### Source passage

Lebanon has never gotten nation-wide waste management right. In 1971 the government hired a local consultant to help write a plan for treating and disposing of the country’s waste, according to the consultant’s website. While the company declined an interview request, the existence of hundreds of open dumps around the country attest to the fact that it was never implemented. Even if it had been put into practice, it would have been a casualty of the civil war. In the quarter of a century since the war ended, policy makers did very little to soundly manage the nation’s garbage.
In 1997, cabinet enacted an emergency plan for Beirut and its immediate suburbs. It awarded contracts for waste collection and disposal to companies founded by Maysarah Sukkar, a Lebanese who had been successfully operating waste incinerators in Saudi Arabia. His local company began operations which it is still conducting under the name Sukleen. A lesser known sister company, Sukomi, treats and disposes of the waste Sukleen collects. The companies’ service areas expanded to include the capital and five nearby districts (namely Keserwan, Metn, Baabda, Aley and Chouf). By Ministry of Environment estimates, the Sukleen/Sukomi service area accounts for around 50 percent of the nation’s garbage. The vast majority of this waste – over 80 percent according to Environment Minister Mohammad Machnouk – ended up in the Naameh landfill, some 20 kilometers southeast of Beirut. While the most common thing one reads about Naameh is that it was filled beyond design capacity, what few report is that new sanitary cells were added as more space was needed. Naameh was not an environmental disaster. It was a properly managed, modern sanitary landfill. The fact that it was receiving 125 trucks of garbage per day – including putrid, rotting organic materials – however, meant it stank. Executive stood on top of the sanitary landfill after it closed and noticed no foul odors. Residents living near it have long wanted it closed and became more forceful in their demands in January 2014. That year, they blocked access to the landfill and uncollected waste piled up on the streets of Sukleen’s service area as there was no place to put the garbage if the company collected it. The result of this street action was a government promise to close Naameh in one year’s time. Simultaneously, cabinet appointed a committee to find an alternative waste management plan for the country. Neither happened as planned.

### Problems to work on
(1) Using the passage on Lebanon's waste management, decide whether each statement agrees with it, and quote the words that settle it. (a) The 1971 waste plan was put into practice. (b) Sukomi treats and disposes of the waste that Sukleen collects. (c) The Naameh landfill lies about 20 kilometers northeast of Beirut.
(2) According to the passage on Lebanon's waste management, how many trucks of garbage did the Naameh landfill receive each day?
(3) Summarize the passage on Lebanon's waste management in two sentences.
Use only the passage on Lebanon's waste management for these tasks.

(Image-grounded pointing data)
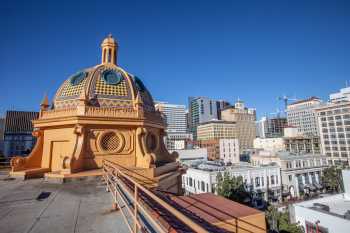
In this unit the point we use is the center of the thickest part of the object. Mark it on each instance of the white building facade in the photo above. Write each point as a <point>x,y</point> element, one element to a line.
<point>176,125</point>
<point>334,124</point>
<point>229,150</point>
<point>299,173</point>
<point>259,179</point>
<point>301,114</point>
<point>327,214</point>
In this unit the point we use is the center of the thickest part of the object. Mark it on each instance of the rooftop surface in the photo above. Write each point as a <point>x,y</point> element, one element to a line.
<point>214,208</point>
<point>338,204</point>
<point>35,206</point>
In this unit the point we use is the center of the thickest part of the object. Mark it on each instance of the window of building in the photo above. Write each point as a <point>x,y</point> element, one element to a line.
<point>257,181</point>
<point>203,186</point>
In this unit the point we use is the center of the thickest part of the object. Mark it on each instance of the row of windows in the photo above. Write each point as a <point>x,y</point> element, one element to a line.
<point>306,163</point>
<point>336,111</point>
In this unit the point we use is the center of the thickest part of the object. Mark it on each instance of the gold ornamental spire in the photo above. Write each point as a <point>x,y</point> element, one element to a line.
<point>109,50</point>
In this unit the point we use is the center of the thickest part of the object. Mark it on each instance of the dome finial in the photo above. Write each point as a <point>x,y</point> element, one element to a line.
<point>109,50</point>
<point>45,101</point>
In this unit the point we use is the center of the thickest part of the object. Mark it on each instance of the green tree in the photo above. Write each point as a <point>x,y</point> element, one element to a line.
<point>332,179</point>
<point>232,188</point>
<point>279,221</point>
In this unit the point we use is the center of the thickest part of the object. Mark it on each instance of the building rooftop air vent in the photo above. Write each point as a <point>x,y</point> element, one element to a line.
<point>320,206</point>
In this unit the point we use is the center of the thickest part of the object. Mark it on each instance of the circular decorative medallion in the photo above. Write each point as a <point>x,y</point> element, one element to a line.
<point>112,77</point>
<point>111,142</point>
<point>78,78</point>
<point>151,141</point>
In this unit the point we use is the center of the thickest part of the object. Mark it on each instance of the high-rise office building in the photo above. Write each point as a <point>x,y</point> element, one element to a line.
<point>334,125</point>
<point>203,109</point>
<point>18,139</point>
<point>176,125</point>
<point>301,114</point>
<point>270,127</point>
<point>244,119</point>
<point>342,95</point>
<point>2,129</point>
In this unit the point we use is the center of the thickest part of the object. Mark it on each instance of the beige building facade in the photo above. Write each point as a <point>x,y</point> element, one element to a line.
<point>100,113</point>
<point>244,119</point>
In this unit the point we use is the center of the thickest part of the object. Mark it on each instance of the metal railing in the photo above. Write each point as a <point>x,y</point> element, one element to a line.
<point>146,211</point>
<point>137,204</point>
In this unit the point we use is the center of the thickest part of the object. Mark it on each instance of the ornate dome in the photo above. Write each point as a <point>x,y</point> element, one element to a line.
<point>105,85</point>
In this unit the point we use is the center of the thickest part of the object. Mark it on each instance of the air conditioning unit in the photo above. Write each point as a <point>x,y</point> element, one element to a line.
<point>320,206</point>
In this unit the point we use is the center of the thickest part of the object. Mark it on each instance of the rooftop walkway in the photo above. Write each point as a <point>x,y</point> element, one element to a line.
<point>35,206</point>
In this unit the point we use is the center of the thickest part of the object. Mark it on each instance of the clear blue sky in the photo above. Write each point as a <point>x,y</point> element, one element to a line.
<point>254,50</point>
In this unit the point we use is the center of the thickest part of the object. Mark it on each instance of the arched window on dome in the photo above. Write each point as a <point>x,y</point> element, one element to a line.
<point>109,56</point>
<point>104,55</point>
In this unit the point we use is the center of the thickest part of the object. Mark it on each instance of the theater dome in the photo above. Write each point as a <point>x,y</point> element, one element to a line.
<point>104,85</point>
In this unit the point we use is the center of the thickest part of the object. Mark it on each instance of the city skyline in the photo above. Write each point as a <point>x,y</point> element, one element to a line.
<point>227,56</point>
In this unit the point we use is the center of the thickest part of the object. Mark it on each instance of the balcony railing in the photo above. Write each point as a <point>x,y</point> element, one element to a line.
<point>143,211</point>
<point>146,210</point>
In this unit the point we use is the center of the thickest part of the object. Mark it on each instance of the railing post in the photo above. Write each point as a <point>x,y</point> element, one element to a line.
<point>135,207</point>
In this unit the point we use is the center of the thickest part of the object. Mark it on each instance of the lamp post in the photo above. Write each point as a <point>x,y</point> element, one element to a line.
<point>317,222</point>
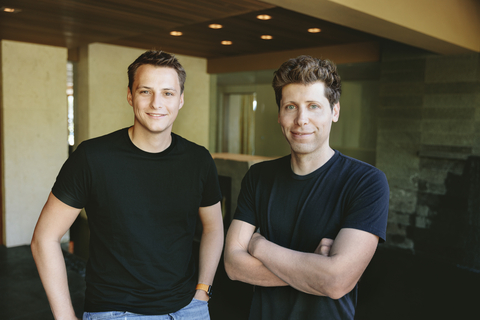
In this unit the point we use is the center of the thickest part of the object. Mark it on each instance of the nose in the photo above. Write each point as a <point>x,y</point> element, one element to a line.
<point>302,117</point>
<point>156,101</point>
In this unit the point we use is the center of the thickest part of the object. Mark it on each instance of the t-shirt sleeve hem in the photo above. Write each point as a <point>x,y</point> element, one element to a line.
<point>67,200</point>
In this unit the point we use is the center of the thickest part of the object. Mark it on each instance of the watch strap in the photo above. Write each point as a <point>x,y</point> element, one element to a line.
<point>205,287</point>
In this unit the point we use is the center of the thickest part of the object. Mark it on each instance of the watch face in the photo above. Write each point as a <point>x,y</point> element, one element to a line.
<point>209,292</point>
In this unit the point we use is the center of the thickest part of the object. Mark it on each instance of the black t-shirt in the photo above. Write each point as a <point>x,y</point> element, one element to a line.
<point>142,211</point>
<point>296,212</point>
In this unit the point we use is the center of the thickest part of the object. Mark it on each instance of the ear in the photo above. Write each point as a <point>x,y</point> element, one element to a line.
<point>181,101</point>
<point>336,112</point>
<point>129,97</point>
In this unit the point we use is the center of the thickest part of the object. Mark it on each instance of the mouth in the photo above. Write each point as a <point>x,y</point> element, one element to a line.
<point>301,134</point>
<point>156,115</point>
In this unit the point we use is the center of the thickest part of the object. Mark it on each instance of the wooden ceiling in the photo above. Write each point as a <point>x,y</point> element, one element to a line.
<point>147,24</point>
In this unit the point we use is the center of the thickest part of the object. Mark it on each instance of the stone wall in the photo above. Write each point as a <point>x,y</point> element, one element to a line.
<point>428,143</point>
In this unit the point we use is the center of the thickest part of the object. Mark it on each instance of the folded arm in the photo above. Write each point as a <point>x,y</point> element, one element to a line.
<point>55,219</point>
<point>334,275</point>
<point>211,245</point>
<point>325,272</point>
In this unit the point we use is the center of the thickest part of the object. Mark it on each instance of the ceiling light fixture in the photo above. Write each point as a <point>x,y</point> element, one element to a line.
<point>10,10</point>
<point>215,26</point>
<point>314,30</point>
<point>264,17</point>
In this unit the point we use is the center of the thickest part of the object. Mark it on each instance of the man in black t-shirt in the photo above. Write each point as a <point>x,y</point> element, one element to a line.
<point>319,215</point>
<point>143,189</point>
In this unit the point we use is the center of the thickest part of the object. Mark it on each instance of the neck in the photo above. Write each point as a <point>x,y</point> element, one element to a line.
<point>152,143</point>
<point>303,164</point>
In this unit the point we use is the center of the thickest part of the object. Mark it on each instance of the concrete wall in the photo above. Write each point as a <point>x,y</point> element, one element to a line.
<point>34,120</point>
<point>102,93</point>
<point>428,145</point>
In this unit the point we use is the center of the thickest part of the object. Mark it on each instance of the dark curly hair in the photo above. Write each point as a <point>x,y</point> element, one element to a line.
<point>306,70</point>
<point>157,58</point>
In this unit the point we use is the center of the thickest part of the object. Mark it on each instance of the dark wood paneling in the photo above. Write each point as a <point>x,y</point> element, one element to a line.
<point>146,24</point>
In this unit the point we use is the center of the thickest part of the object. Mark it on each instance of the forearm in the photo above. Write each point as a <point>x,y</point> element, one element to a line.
<point>306,272</point>
<point>333,275</point>
<point>51,268</point>
<point>241,266</point>
<point>211,246</point>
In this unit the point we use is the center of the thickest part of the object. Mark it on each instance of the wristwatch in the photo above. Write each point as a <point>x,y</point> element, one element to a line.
<point>206,288</point>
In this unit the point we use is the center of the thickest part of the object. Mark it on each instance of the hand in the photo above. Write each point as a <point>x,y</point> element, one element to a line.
<point>256,237</point>
<point>324,247</point>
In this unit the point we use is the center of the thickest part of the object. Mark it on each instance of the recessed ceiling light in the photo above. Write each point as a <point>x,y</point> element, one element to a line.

### Per-task outputs
(1)
(a) No: "it was never implemented."
(b) Yes: "Sukomi, treats and disposes of the waste Sukleen collects."
(c) No: "some 20 kilometers southeast of Beirut."

(2) It received 125 trucks of garbage per day.

(3) Lebanon has never managed its waste well nationwide: a 1971 plan was never implemented, and policy makers did very little in the quarter century after the civil war. Under a 1997 emergency plan, Sukleen and Sukomi came to handle around half the nation's garbage, most of which went to the Naameh landfill. After nearby residents blocked the landfill in 2014, the government promised to close it and sought a new national plan, but neither happened as planned.